═════ EXERCISE INPUTS ═════
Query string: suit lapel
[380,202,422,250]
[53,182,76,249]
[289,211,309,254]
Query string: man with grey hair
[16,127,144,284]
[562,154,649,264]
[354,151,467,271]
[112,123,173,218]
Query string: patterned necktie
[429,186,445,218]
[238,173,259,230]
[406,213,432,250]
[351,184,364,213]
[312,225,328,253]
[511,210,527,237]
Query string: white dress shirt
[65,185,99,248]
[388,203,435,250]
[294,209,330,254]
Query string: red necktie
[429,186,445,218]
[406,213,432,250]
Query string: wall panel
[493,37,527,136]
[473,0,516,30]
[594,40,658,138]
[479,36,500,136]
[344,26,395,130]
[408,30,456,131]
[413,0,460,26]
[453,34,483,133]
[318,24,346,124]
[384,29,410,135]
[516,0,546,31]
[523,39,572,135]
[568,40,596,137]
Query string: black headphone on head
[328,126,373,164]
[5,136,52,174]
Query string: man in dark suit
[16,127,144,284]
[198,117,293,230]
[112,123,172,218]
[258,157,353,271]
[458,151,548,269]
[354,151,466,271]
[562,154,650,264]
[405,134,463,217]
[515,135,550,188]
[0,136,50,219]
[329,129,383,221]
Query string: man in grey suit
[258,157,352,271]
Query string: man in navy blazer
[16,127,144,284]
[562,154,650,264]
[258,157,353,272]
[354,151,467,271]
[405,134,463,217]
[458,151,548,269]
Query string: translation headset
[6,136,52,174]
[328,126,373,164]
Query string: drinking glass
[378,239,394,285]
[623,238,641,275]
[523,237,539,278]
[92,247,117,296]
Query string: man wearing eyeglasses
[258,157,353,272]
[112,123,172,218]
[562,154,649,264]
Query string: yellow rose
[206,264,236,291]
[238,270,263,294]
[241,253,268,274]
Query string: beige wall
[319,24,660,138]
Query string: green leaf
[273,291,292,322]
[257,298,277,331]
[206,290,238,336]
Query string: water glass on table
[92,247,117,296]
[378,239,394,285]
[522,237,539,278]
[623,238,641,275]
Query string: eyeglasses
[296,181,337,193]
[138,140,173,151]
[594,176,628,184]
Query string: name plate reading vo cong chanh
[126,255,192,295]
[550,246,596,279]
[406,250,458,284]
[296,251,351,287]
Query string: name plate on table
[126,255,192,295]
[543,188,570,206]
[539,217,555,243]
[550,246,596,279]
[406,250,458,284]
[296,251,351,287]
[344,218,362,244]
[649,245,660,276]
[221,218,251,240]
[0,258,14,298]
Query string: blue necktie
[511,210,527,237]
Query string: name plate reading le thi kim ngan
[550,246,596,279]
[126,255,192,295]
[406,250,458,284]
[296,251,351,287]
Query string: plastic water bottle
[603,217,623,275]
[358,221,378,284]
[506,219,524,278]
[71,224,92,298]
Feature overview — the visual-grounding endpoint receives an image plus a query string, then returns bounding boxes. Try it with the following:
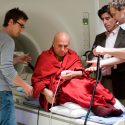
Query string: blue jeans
[0,91,16,125]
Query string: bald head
[53,32,70,58]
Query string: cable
[49,76,61,125]
[84,56,100,125]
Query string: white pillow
[50,102,94,118]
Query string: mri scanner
[0,0,125,125]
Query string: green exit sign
[83,18,89,25]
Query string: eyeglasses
[16,21,25,29]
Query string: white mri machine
[0,0,125,125]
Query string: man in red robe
[32,32,122,116]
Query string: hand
[93,46,105,56]
[42,88,55,104]
[13,54,32,64]
[85,60,97,72]
[24,84,33,96]
[61,70,74,80]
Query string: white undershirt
[102,26,120,76]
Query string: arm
[93,46,125,59]
[0,40,33,96]
[85,57,125,71]
[13,75,33,96]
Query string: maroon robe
[32,48,121,116]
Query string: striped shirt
[0,32,17,91]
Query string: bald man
[32,32,122,116]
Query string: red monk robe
[32,48,122,116]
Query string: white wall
[0,0,107,55]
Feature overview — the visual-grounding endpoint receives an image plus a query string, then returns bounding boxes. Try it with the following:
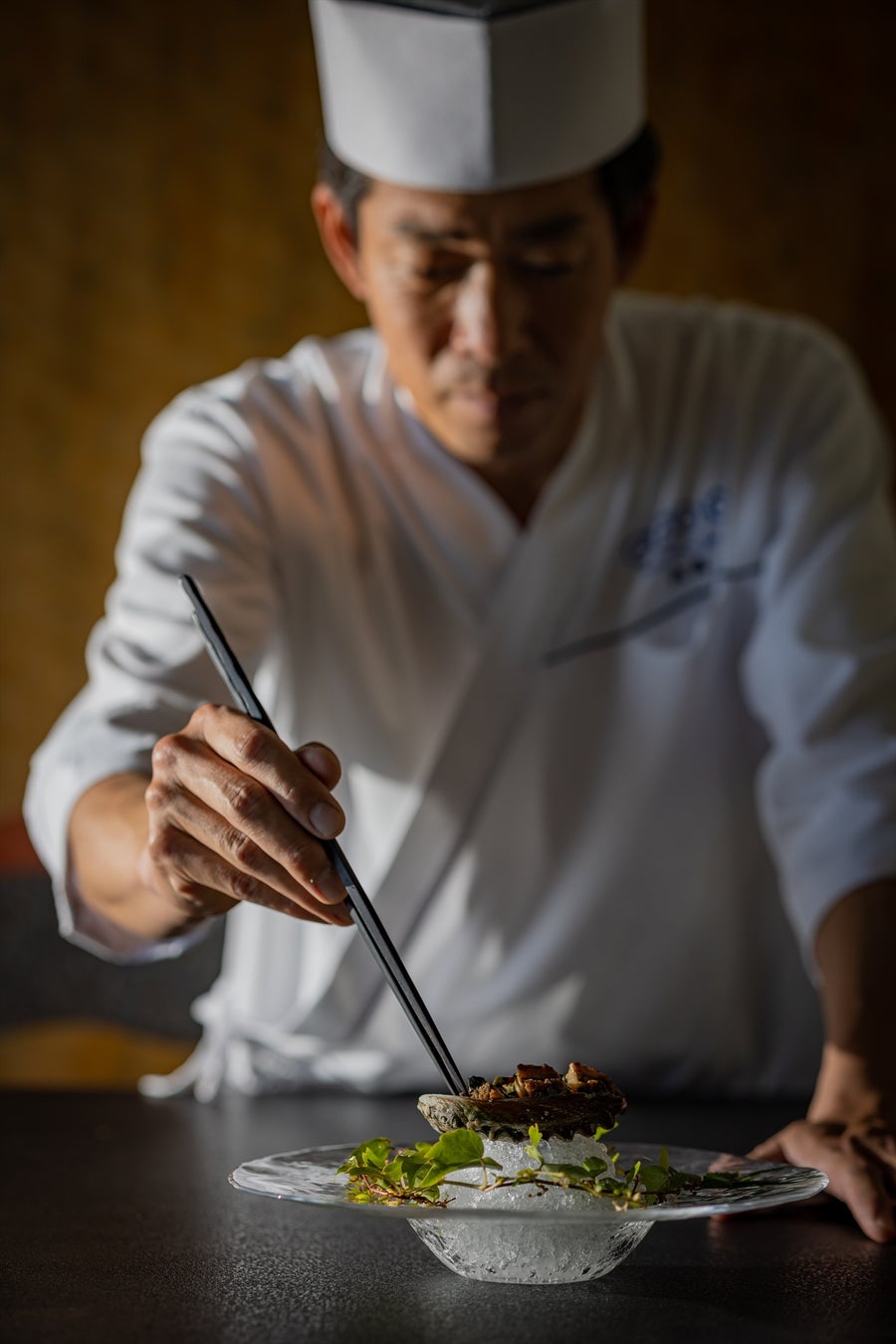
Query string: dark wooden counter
[0,1093,896,1344]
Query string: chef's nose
[451,261,527,367]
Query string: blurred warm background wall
[0,0,896,1080]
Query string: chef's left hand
[749,1045,896,1241]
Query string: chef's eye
[519,251,579,280]
[414,262,466,285]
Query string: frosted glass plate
[230,1144,827,1283]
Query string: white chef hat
[311,0,645,191]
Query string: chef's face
[316,172,619,465]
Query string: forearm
[69,775,201,942]
[810,878,896,1120]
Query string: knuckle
[224,830,262,872]
[285,837,326,882]
[227,776,268,821]
[230,868,261,901]
[146,826,180,880]
[189,700,220,733]
[235,721,270,765]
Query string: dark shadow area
[0,872,224,1040]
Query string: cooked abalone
[416,1063,626,1138]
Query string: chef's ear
[312,181,366,303]
[616,189,657,285]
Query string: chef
[27,0,896,1240]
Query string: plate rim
[227,1140,829,1225]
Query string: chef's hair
[317,122,662,253]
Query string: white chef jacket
[27,295,896,1095]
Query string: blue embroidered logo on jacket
[620,485,726,583]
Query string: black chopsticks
[180,573,466,1095]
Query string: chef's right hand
[139,704,350,925]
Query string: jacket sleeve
[743,329,896,975]
[24,391,273,961]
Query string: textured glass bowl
[230,1144,827,1283]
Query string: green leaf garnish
[338,1125,755,1210]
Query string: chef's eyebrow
═════
SET EXERCISE —
Write out all of the material above line for line, changing nothing. Leave the pictures out of your answer.

FINAL RESULT —
Query string: suit lapel
[380,202,422,250]
[53,182,76,249]
[289,211,309,254]
Query string: man with grey hair
[16,127,144,284]
[562,154,649,264]
[354,151,467,271]
[112,123,173,218]
Query string: patterned necktie
[429,186,445,218]
[238,173,259,230]
[406,213,432,250]
[351,184,364,213]
[312,225,328,253]
[511,210,527,237]
Query string: white dress shirt
[65,185,99,248]
[388,203,435,250]
[294,209,330,254]
Query string: red necktie
[429,186,445,218]
[406,213,432,250]
Query string: wall panel
[493,37,527,136]
[473,0,516,30]
[594,40,658,138]
[479,36,500,136]
[344,26,395,130]
[408,30,456,131]
[413,0,460,26]
[453,34,483,133]
[318,24,346,124]
[384,29,410,135]
[516,0,546,31]
[523,39,572,135]
[568,40,596,137]
Query string: black headphone on head
[328,126,373,164]
[5,136,52,174]
Query string: man in dark suit
[16,127,144,284]
[198,117,293,230]
[112,123,172,218]
[258,157,353,271]
[458,151,548,269]
[354,151,466,271]
[562,154,650,264]
[405,134,463,217]
[515,135,550,188]
[0,136,50,219]
[329,129,383,221]
Query string: man in grey suit
[258,157,352,271]
Query string: man in navy blazer
[16,127,144,284]
[562,154,650,264]
[258,157,353,272]
[354,151,467,271]
[405,134,463,217]
[458,151,548,269]
Query string: translation headset
[6,136,52,174]
[328,126,373,164]
Query string: drinking glass
[378,239,394,285]
[623,238,641,275]
[523,237,539,278]
[92,247,117,296]
Query string: man wearing eyeglasses
[258,157,353,272]
[112,123,172,218]
[562,154,649,264]
Query string: yellow rose
[206,264,236,291]
[238,270,263,294]
[241,253,268,274]
Query string: beige wall
[319,24,660,138]
Query string: green leaf
[273,291,292,322]
[257,298,277,331]
[206,290,238,336]
Query string: water glass on table
[92,247,117,296]
[378,239,394,285]
[522,237,539,278]
[623,238,641,275]
Query string: eyeglasses
[296,181,337,193]
[138,140,173,151]
[594,176,628,184]
Query string: name plate reading vo cong chanh
[126,255,192,295]
[550,246,596,279]
[406,250,458,284]
[296,251,351,287]
Query string: name plate on table
[126,255,192,295]
[543,188,570,206]
[539,217,555,243]
[550,246,596,279]
[406,250,458,284]
[296,251,351,287]
[344,218,362,244]
[649,245,660,276]
[221,218,251,240]
[0,258,14,298]
Query string: blue necktie
[511,210,527,237]
Query string: name plate reading le thi kim ngan
[550,246,596,279]
[126,255,192,295]
[406,250,458,284]
[296,251,351,287]
Query string: plastic water bottle
[603,217,623,275]
[358,221,378,284]
[506,219,524,278]
[71,224,92,298]
Feature overview — the visual-grounding endpoint receives an image plus a query string, then returns bounding boxes. Try it with the following:
Query string: blue jeans
[0,91,16,125]
Query string: bald head
[53,32,70,58]
Query string: cable
[49,76,61,125]
[84,56,100,125]
Query string: white pillow
[50,102,94,118]
Query string: mri scanner
[0,0,125,125]
Query string: green exit sign
[83,18,89,25]
Query string: eyeglasses
[16,21,25,29]
Query string: white mri machine
[0,0,125,125]
Query string: man in red robe
[32,32,122,116]
Query string: hand
[93,46,105,56]
[42,88,55,104]
[13,54,32,64]
[85,60,97,72]
[24,84,33,96]
[61,70,74,80]
Query string: white undershirt
[102,26,120,76]
Query string: arm
[93,46,125,59]
[0,40,33,96]
[85,57,125,71]
[13,75,33,96]
Query string: maroon robe
[32,48,121,116]
Query string: striped shirt
[0,32,17,91]
Query string: bald man
[32,32,122,116]
Query string: red monk robe
[32,48,122,116]
Query string: white wall
[0,0,107,55]
Feature overview — the visual-grounding endpoint receives an image plus a query string, then returns bounding boxes. Try it with the following:
Query string: dark wooden counter
[0,1093,896,1344]
Query string: chef's nose
[451,261,527,367]
Query string: blurred warm background wall
[0,0,896,1080]
Query string: chef's left hand
[749,1045,896,1241]
Query string: chef's eye
[519,251,579,280]
[414,262,466,285]
Query string: frosted glass plate
[230,1144,827,1283]
Query string: white chef hat
[311,0,645,191]
Query string: chef's face
[316,172,619,465]
Query string: forearm
[69,775,201,942]
[810,878,896,1120]
Query string: knuckle
[224,830,262,872]
[285,837,326,882]
[227,776,268,821]
[230,868,261,901]
[146,826,180,880]
[189,700,220,733]
[235,721,270,765]
Query string: dark shadow area
[0,872,224,1040]
Query string: cooked abalone
[416,1063,626,1138]
Query string: chef's ear
[312,181,366,303]
[616,189,657,285]
Query string: chef
[27,0,896,1240]
Query string: plate rim
[227,1140,829,1225]
Query string: chef's hair
[317,122,662,253]
Query string: white chef jacket
[27,295,896,1095]
Query string: blue embroidered logo on jacket
[620,485,726,583]
Query string: black chopsticks
[180,573,466,1095]
Query string: chef's right hand
[139,704,350,925]
Query string: jacket sleeve
[743,329,896,975]
[24,391,273,961]
Query string: textured glass bowl
[230,1144,827,1283]
Query string: green leaf garnish
[338,1125,755,1210]
Query string: chef's eyebrow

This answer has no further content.